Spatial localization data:

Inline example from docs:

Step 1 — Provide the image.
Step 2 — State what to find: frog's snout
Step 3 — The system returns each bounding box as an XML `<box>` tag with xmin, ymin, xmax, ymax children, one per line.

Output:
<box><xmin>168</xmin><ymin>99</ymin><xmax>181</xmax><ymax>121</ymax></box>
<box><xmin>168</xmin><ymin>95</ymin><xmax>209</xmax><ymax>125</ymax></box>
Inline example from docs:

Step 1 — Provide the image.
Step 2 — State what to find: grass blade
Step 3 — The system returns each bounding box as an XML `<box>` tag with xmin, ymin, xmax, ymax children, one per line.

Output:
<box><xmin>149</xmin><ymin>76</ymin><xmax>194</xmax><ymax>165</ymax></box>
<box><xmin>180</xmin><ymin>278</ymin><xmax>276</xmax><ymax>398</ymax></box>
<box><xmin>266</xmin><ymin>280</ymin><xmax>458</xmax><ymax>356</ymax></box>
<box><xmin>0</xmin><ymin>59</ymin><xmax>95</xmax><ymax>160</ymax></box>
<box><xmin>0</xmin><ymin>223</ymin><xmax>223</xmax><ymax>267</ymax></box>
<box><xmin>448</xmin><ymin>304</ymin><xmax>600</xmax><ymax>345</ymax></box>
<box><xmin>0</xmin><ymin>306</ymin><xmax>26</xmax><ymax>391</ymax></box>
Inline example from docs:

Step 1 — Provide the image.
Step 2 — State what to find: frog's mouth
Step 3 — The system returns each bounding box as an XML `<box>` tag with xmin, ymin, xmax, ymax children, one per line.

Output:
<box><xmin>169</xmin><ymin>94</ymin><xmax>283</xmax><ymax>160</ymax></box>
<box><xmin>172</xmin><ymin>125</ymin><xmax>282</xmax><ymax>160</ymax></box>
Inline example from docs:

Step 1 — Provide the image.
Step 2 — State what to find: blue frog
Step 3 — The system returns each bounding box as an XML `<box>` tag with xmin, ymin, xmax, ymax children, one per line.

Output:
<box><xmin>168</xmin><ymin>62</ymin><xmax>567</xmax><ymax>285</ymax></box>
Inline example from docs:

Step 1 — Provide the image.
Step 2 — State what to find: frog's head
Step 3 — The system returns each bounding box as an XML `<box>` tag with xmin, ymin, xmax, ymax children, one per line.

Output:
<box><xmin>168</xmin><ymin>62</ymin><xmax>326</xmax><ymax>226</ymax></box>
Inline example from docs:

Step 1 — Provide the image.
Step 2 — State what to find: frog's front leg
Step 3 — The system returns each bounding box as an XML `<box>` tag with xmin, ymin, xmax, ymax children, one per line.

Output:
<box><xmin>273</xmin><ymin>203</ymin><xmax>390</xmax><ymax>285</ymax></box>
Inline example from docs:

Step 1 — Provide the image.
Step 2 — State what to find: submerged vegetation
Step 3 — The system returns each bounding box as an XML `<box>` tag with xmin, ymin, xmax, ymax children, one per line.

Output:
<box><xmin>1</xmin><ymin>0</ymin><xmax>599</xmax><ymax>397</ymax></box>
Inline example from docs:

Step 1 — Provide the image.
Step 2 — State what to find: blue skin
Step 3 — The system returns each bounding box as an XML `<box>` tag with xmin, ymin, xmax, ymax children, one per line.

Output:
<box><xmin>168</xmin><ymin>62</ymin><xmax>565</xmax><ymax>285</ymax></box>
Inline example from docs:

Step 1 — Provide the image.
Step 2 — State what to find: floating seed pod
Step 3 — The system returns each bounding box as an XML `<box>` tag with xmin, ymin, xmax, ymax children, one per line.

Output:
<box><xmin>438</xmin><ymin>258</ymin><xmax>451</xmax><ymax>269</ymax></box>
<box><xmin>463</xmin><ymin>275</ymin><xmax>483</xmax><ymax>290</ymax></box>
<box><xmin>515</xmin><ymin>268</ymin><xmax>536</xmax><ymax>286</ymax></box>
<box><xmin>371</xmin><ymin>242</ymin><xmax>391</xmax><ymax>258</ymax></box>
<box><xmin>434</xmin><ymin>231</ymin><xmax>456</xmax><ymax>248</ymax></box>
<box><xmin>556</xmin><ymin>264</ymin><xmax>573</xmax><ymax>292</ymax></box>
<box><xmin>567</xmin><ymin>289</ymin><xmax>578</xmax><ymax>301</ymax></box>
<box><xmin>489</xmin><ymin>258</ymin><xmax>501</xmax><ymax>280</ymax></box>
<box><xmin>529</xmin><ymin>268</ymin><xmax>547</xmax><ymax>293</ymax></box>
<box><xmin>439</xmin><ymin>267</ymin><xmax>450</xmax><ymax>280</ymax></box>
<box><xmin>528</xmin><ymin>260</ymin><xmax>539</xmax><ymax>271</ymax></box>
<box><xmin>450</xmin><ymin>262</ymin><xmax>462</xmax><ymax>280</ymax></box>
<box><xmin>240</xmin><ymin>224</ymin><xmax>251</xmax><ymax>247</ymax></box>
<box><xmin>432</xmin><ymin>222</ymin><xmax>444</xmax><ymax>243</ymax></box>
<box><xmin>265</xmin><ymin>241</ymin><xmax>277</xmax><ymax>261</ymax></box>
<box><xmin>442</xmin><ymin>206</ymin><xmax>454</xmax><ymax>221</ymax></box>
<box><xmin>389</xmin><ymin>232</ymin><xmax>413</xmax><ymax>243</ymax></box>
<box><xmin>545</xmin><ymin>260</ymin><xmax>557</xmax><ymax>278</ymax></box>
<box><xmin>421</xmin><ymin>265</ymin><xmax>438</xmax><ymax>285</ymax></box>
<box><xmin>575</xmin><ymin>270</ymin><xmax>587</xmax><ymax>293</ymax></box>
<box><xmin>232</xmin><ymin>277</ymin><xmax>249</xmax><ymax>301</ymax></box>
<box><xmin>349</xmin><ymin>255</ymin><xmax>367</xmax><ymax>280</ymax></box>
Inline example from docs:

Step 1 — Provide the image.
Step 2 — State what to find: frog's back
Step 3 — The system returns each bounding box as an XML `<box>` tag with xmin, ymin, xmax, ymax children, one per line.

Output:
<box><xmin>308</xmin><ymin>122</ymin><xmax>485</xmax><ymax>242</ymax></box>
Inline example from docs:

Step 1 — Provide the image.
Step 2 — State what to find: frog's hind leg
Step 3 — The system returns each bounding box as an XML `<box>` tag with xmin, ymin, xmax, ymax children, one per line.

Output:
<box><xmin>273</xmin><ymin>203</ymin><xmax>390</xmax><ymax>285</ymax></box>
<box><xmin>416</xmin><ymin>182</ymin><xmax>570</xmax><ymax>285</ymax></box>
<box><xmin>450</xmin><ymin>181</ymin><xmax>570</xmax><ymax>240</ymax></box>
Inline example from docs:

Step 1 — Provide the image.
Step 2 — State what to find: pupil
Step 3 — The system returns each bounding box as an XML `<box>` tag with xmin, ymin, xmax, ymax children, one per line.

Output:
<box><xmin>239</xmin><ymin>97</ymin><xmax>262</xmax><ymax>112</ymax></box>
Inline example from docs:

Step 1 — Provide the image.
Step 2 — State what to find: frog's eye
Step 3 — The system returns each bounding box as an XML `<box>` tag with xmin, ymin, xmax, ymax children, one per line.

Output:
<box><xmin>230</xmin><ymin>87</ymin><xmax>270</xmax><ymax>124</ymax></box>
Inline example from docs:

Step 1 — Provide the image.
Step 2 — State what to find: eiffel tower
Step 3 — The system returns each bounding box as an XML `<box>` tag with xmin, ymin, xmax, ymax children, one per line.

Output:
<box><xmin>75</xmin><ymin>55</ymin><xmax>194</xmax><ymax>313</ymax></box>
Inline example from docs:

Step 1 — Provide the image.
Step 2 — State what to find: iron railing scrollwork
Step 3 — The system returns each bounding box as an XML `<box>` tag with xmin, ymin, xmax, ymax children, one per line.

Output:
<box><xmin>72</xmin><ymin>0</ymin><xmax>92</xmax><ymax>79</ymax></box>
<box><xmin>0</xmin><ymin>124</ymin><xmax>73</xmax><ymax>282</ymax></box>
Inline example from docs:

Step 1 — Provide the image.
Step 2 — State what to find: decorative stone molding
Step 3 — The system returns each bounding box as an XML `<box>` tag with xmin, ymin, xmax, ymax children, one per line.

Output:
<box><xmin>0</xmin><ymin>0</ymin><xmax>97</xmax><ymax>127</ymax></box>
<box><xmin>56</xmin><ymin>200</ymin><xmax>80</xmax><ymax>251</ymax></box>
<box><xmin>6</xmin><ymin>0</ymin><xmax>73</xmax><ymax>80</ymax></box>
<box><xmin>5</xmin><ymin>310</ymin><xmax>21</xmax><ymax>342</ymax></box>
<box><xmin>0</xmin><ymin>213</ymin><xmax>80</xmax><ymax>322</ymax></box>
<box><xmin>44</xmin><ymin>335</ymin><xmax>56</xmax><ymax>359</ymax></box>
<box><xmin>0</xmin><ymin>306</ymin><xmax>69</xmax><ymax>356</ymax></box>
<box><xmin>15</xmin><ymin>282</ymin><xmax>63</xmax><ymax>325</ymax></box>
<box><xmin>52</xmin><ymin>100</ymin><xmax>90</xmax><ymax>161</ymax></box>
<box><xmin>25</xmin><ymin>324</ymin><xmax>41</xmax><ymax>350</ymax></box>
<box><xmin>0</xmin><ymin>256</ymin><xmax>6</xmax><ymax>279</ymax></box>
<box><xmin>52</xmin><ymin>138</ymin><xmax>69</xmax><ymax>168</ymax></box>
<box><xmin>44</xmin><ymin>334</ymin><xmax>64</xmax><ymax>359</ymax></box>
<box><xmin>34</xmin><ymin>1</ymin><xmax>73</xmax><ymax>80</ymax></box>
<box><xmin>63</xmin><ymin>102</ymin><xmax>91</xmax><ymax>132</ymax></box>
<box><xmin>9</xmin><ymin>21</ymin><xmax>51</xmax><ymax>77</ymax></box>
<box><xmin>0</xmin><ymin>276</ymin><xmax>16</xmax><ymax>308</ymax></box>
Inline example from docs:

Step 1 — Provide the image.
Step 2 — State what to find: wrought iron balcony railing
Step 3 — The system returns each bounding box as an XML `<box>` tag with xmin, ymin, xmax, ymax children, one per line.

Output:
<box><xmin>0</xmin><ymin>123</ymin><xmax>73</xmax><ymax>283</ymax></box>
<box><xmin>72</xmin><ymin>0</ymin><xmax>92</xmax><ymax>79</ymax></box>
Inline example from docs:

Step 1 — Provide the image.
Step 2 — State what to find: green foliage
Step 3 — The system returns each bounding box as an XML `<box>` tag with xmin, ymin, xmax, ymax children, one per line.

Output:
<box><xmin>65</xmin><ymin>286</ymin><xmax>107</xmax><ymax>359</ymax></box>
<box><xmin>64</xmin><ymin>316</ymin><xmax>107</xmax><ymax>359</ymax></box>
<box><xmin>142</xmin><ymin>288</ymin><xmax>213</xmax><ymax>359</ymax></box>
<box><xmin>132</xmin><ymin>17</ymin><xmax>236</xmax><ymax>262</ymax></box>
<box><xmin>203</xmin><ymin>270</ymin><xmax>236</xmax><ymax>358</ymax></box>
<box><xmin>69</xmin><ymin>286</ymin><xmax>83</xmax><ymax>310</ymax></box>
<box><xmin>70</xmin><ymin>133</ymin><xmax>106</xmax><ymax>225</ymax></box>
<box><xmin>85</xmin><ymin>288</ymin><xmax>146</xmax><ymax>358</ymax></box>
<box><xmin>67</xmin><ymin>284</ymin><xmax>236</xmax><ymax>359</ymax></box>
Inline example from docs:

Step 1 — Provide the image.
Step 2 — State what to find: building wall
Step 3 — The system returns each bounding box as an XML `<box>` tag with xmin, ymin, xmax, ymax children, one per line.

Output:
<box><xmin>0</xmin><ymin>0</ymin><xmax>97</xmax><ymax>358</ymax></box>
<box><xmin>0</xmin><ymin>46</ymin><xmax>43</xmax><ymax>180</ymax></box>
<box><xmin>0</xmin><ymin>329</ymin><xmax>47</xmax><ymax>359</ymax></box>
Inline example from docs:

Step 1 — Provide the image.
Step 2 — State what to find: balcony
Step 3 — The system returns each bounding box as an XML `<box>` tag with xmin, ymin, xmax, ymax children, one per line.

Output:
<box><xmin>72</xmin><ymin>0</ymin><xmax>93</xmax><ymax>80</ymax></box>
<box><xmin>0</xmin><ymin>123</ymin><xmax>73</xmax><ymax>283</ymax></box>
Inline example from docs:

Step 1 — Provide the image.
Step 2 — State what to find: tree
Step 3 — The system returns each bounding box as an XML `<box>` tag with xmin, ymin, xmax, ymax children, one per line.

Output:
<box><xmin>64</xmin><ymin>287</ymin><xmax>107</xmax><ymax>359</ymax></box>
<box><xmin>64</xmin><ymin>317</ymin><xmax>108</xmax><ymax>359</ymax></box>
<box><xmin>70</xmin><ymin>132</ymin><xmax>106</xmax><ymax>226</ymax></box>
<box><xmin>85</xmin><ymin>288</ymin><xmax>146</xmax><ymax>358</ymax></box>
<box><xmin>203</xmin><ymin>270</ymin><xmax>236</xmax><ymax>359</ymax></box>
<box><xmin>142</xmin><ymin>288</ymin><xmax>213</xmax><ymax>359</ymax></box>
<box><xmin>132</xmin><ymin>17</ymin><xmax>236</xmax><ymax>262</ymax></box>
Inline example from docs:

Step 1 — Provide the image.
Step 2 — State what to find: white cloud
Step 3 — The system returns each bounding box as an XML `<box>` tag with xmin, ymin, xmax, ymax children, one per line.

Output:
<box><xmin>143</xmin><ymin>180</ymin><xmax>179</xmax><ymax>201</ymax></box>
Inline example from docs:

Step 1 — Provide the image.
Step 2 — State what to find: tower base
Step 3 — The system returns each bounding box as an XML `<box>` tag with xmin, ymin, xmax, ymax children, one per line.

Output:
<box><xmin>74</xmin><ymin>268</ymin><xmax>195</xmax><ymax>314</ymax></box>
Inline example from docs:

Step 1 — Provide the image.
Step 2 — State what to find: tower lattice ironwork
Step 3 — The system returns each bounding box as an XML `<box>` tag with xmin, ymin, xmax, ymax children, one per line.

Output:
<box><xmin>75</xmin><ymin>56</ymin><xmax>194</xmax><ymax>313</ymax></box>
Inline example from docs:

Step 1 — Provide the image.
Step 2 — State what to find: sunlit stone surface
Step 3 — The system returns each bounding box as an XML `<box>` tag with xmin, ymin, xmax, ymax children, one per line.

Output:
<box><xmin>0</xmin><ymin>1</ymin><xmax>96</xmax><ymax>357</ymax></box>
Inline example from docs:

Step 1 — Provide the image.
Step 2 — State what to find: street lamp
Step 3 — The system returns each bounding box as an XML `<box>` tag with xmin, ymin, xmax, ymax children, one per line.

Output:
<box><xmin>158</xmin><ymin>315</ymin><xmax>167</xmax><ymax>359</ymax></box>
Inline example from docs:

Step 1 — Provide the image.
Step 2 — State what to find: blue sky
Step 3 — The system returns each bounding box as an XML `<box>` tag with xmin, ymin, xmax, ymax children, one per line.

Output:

# What is expected
Give back exactly the lines above, from the line containing "Step 2 — State what to find: eiffel tower" through the line containing "Step 2 — State what to find: iron", with both end lines and nothing more.

# The answer
Step 2 — State what to find: eiffel tower
Step 3 — The system returns each bounding box as an XML `<box>` tag with xmin, ymin, xmax, ymax children, one per line.

Output:
<box><xmin>75</xmin><ymin>55</ymin><xmax>194</xmax><ymax>313</ymax></box>
Inline example from docs:

Step 1 — Provide the image.
Step 2 — State what to find: iron railing scrollwork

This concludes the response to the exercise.